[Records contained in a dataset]
--------------------------------
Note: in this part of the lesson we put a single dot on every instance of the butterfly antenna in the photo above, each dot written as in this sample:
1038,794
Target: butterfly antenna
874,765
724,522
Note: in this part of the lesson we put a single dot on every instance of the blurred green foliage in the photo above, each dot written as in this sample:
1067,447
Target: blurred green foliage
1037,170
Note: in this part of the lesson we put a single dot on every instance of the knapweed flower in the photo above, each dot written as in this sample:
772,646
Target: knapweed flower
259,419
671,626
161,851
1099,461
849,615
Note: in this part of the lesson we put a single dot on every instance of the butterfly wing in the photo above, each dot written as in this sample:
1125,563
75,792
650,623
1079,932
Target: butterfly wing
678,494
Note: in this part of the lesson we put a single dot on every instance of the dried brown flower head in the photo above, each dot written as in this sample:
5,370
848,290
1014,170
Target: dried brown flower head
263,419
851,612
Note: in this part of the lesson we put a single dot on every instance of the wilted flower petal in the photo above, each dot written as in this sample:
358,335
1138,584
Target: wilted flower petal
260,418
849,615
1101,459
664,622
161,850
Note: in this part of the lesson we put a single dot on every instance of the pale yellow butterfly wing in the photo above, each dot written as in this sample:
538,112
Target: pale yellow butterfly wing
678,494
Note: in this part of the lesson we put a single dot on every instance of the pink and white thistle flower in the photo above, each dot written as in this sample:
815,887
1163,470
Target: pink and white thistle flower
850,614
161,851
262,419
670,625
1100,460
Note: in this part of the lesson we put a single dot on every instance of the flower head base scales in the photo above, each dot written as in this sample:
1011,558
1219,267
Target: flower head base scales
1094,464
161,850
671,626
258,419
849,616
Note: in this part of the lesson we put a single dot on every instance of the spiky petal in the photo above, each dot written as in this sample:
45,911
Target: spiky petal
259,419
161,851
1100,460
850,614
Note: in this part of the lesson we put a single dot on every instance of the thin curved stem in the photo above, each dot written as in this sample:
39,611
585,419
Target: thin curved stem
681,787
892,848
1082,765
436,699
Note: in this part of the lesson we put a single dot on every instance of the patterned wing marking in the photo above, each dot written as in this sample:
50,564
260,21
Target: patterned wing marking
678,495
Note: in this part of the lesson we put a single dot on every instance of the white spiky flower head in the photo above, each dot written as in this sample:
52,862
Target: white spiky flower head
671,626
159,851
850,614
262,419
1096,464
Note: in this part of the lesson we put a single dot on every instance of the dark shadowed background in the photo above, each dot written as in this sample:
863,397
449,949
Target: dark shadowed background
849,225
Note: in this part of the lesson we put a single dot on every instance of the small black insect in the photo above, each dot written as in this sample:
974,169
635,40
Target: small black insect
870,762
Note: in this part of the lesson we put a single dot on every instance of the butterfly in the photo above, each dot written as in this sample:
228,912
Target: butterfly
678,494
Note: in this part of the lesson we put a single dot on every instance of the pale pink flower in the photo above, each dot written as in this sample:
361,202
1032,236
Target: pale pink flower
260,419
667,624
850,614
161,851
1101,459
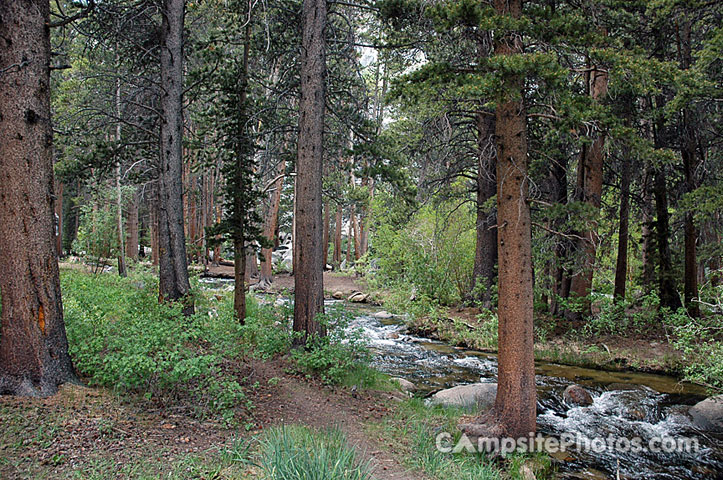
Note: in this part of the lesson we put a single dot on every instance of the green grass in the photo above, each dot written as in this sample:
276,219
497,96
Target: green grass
299,453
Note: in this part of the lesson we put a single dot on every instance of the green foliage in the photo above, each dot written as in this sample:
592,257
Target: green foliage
120,337
334,356
299,453
433,253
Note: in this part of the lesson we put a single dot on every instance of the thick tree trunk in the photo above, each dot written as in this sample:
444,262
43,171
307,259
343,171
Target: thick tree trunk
308,251
34,357
589,190
515,406
173,271
132,228
621,265
485,259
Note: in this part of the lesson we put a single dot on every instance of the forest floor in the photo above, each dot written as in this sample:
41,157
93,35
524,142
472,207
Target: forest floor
92,433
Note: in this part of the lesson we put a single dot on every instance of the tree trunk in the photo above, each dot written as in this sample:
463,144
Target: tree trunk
308,254
59,219
514,412
272,221
338,218
173,271
238,186
561,282
485,259
349,236
589,190
239,276
689,152
647,232
34,357
666,281
132,228
327,219
118,176
621,265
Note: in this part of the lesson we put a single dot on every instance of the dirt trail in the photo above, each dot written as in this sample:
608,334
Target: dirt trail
296,400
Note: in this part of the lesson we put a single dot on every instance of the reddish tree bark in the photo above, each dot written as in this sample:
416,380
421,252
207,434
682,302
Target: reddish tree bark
514,412
173,270
34,357
308,233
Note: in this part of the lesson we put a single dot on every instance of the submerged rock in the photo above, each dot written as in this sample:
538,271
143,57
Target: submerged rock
576,395
479,395
358,297
405,384
708,414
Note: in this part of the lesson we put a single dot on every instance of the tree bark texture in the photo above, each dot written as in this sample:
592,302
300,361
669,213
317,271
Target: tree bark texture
485,259
34,357
270,224
173,270
514,412
308,251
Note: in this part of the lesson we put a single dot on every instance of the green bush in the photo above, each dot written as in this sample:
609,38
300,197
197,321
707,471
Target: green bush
120,337
298,453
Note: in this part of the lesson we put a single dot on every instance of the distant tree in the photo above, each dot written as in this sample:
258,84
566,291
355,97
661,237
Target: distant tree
308,251
33,347
173,269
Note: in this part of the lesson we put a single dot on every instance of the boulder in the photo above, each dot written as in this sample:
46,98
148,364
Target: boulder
358,297
708,414
405,384
576,395
479,395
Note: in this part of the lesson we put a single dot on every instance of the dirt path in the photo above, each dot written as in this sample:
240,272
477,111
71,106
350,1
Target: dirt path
294,400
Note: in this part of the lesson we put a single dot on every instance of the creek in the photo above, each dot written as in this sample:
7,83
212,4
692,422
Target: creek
626,406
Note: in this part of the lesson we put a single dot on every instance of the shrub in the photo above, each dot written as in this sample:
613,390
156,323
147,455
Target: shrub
120,337
335,355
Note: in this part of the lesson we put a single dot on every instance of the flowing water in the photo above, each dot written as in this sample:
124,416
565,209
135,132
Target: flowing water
626,406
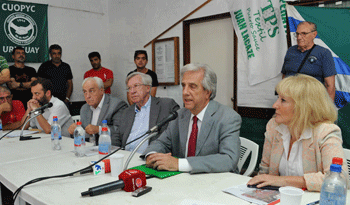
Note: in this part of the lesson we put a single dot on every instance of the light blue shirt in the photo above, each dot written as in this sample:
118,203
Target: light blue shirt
140,127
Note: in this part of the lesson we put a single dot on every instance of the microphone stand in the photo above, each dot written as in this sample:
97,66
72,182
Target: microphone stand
21,137
137,147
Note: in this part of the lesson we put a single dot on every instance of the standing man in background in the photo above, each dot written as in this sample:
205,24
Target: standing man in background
59,73
98,71
141,60
21,77
310,59
4,71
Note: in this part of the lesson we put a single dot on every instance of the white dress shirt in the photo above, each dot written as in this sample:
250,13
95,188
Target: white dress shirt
292,166
96,111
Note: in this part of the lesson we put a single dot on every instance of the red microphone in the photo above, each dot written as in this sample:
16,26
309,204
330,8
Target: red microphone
129,180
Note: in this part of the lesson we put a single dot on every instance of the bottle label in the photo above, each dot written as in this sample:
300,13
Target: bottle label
103,149
332,198
78,141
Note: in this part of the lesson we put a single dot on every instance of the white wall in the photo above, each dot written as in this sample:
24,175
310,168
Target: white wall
134,23
116,28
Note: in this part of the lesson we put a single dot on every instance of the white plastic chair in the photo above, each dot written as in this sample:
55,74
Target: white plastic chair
347,158
76,118
247,147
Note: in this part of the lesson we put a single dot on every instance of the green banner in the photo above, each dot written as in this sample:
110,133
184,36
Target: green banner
25,25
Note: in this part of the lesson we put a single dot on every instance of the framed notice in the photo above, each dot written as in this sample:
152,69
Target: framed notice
165,54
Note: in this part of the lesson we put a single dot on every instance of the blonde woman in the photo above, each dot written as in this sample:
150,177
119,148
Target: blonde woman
301,139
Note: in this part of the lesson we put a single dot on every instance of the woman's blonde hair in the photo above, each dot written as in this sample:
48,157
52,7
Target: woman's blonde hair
312,104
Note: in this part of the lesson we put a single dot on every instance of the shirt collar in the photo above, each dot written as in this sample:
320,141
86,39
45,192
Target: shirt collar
200,115
148,104
100,104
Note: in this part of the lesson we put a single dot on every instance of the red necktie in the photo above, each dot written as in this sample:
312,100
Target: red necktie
193,139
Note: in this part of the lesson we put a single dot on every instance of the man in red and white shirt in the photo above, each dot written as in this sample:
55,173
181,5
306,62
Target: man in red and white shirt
98,71
11,111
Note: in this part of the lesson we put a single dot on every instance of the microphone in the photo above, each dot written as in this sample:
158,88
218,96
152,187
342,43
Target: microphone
48,105
171,117
129,180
--------------------------------
PROBLEM DETAILS - The answer must be the lines from the one containing "Target: green banner" through the last line of the records, copied exactly, with nothing else.

ANSWER FOR THE TASK -
Target: green banner
25,25
Note: in this part of the lesson we put a single dot on every instance of the framed notice in the photo above, each dot written as in this sample:
152,69
Target: framed notice
165,54
Note: in this part of the lesson we put a single dot on every instance of the blonde woman in the photo above, each dot written as in this sample:
150,177
119,148
Target: blonde woman
301,139
Note: in this part of the lesson we put a single dot on every instance of the woman's blonde hair in the photo above, each dot written as in this sample:
48,157
52,7
Target: woman's blonde hair
312,104
Note: in this part of the lesson we put a single dot on every instance of the shirt collar in the photo above, each dot written as in this sample:
320,141
86,39
45,192
Target: shirt collar
200,115
148,104
100,104
Note: in this part of the lesson we put a single dot on every instance of the red necktie in the photo above, each dot written as in this sample:
312,100
Target: red necktie
193,139
Note: in this part of the lesson we put a single dot on every instance of the man in red and white shirt in the photo above, each dot written as in this sample:
55,173
181,5
306,62
Target: man in red and white shirt
98,71
11,111
Note: in this part of the lesson we put a single dot on every instance of the microphone in the photo above, each dot written as in this sample:
158,88
218,96
152,187
342,43
Target: microphone
48,105
171,117
129,180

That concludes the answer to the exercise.